Copy out the passage on car insurance coverage below, word for word and in full.
[Opening SUPPLIED PASSAGE section]
Impact with a pedestrian has been ruled in prior court cases as a collision with an object and is considered a collision claim.

====Comprehensive====
Comprehensive coverage, also known as other-than-collision coverage, is subject to a deductible and covers cars damaged by incidents that are not considered collisions. For example, fire, theft (or attempted theft), vandalism, damage from weather such as wind or hail, or impacts with non-human animals are types of comprehensive losses.

Additionally, a few insurance companies list "Acts of God" as an aspect of comprehensive coverage, although this is an old term that is not ordinarily used today. By definition, it includes any events or occurrences that are beyond human control. For example, a tornado, flood, hurricane, or hail storm would fall under this category.

While etymologically all living creatures are considered animals, impact with a human is excluded from the definition of "animal" under insurance definitions. In McKay v. State Farm Mutual Automobile Insurance Co., 933 F. Supp 635, (S.D.Tex., 1995), the insured's claim was denied for the incident in which an intoxicated pedestrian ran into the side of their vehicle on the freeway. Legally, animals are defined as "“all animal life other than humans and signifies an inferior or irrational sentient being, generally, though not necessarily, possessed of the power of self-motion.”

====Uninsured/underinsured motorist coverage====
Uninsured/Underinsured coverage, also known as UM/UIM, provides coverage if an at-fault party either does not have insurance, or does not have enough insurance. In effect, the insurance company pays the insured medical bills, then would subrogate from the at fault party. This coverage is often overlooked and very important. In Colorado, for example, it was estimated in 2009 that 15% of drivers were uninsured.
Usually the limits match the liability limits. Some insurance companies do offer UM/UIM in an umbrella policy.

Some states maintain unsatisfied judgment funds to provide compensation to those who cannot collect damages from uninsured driver. Typically, the payout is not more than the minimum liability limits and the negligent driver remains responsible for reimbursing the state's fund.
[Closing SUPPLIED PASSAGE section]
[Opening MATERIAL SUPPLIED section]
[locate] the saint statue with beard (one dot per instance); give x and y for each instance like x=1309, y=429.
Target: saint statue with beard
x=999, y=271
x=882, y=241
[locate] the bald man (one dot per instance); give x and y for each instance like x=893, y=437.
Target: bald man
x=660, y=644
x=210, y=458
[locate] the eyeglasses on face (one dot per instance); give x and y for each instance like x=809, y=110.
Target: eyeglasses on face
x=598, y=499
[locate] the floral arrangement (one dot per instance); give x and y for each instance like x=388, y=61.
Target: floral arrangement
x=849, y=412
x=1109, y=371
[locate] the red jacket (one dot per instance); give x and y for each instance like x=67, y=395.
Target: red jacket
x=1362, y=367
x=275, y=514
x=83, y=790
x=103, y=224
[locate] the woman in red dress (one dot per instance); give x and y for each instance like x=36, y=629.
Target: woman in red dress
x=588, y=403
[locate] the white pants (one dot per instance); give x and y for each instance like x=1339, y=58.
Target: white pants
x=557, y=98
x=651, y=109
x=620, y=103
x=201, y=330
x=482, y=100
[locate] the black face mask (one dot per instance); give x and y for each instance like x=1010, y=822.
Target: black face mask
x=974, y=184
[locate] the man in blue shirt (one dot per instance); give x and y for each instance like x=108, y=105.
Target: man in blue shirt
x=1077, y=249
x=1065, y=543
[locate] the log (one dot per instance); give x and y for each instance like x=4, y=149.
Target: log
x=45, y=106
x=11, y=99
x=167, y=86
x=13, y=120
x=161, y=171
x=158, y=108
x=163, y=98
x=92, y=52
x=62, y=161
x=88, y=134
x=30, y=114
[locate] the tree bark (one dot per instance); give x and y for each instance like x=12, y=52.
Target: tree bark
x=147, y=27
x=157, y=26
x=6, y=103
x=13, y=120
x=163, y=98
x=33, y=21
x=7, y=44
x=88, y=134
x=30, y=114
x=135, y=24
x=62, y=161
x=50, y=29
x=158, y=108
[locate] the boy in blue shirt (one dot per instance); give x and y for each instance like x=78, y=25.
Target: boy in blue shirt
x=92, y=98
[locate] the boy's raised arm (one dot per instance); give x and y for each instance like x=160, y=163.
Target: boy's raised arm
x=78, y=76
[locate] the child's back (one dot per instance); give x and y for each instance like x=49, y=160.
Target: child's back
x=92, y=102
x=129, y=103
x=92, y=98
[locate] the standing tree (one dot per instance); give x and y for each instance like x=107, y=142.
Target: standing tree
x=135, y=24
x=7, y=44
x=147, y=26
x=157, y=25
[Closing MATERIAL SUPPLIED section]
RESULT OF THE TASK
Impact with a pedestrian has been ruled in prior court cases as a collision with an object and is considered a collision claim.

====Comprehensive====
Comprehensive coverage, also known as other-than-collision coverage, is subject to a deductible and covers cars damaged by incidents that are not considered collisions. For example, fire, theft (or attempted theft), vandalism, damage from weather such as wind or hail, or impacts with non-human animals are types of comprehensive losses.

Additionally, a few insurance companies list "Acts of God" as an aspect of comprehensive coverage, although this is an old term that is not ordinarily used today. By definition, it includes any events or occurrences that are beyond human control. For example, a tornado, flood, hurricane, or hail storm would fall under this category.

While etymologically all living creatures are considered animals, impact with a human is excluded from the definition of "animal" under insurance definitions. In McKay v. State Farm Mutual Automobile Insurance Co., 933 F. Supp 635, (S.D.Tex., 1995), the insured's claim was denied for the incident in which an intoxicated pedestrian ran into the side of their vehicle on the freeway. Legally, animals are defined as "“all animal life other than humans and signifies an inferior or irrational sentient being, generally, though not necessarily, possessed of the power of self-motion.”

====Uninsured/underinsured motorist coverage====
Uninsured/Underinsured coverage, also known as UM/UIM, provides coverage if an at-fault party either does not have insurance, or does not have enough insurance. In effect, the insurance company pays the insured medical bills, then would subrogate from the at fault party. This coverage is often overlooked and very important. In Colorado, for example, it was estimated in 2009 that 15% of drivers were uninsured.
Usually the limits match the liability limits. Some insurance companies do offer UM/UIM in an umbrella policy.

Some states maintain unsatisfied judgment funds to provide compensation to those who cannot collect damages from uninsured driver. Typically, the payout is not more than the minimum liability limits and the negligent driver remains responsible for reimbursing the state's fund.